#### EXERCISE:
Only a number is expected: the count of lines in the listing where "reddish" occurs.

#### RECORDS PROVIDED:
-- Opening Marker --

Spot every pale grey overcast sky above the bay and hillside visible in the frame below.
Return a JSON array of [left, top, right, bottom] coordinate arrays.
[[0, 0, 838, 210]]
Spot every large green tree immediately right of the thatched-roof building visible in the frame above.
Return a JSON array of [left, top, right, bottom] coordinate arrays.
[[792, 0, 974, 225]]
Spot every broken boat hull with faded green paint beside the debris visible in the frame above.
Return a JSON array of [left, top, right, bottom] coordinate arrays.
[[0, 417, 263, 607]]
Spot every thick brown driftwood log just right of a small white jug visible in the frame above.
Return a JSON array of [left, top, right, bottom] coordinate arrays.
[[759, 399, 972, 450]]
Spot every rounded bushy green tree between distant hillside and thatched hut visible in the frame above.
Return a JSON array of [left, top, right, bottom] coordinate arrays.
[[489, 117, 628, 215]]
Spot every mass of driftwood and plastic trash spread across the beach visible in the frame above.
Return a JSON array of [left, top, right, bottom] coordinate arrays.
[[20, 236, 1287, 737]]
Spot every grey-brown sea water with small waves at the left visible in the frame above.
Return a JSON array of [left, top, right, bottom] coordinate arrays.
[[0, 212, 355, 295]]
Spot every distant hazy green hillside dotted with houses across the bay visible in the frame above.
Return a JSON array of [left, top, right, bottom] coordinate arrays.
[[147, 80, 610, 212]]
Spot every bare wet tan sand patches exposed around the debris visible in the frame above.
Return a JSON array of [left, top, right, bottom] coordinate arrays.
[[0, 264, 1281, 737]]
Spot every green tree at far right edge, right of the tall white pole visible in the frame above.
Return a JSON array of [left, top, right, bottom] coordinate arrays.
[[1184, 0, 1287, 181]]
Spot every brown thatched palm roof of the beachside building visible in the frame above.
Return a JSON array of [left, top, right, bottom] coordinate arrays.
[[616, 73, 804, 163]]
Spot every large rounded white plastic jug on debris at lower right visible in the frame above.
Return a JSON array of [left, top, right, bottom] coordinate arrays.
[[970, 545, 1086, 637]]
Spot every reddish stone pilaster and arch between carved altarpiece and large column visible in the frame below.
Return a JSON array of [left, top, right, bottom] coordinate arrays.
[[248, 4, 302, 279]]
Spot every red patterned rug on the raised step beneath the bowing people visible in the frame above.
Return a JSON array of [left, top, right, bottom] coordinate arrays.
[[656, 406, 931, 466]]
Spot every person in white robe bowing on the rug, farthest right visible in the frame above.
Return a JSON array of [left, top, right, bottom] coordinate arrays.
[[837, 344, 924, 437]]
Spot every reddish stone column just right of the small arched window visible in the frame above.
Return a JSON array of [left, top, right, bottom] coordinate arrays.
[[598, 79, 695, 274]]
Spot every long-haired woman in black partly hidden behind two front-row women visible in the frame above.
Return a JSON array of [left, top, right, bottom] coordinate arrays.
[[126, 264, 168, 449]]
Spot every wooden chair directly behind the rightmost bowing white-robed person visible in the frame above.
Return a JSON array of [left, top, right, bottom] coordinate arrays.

-- Closing Marker --

#### RESPONSE:
2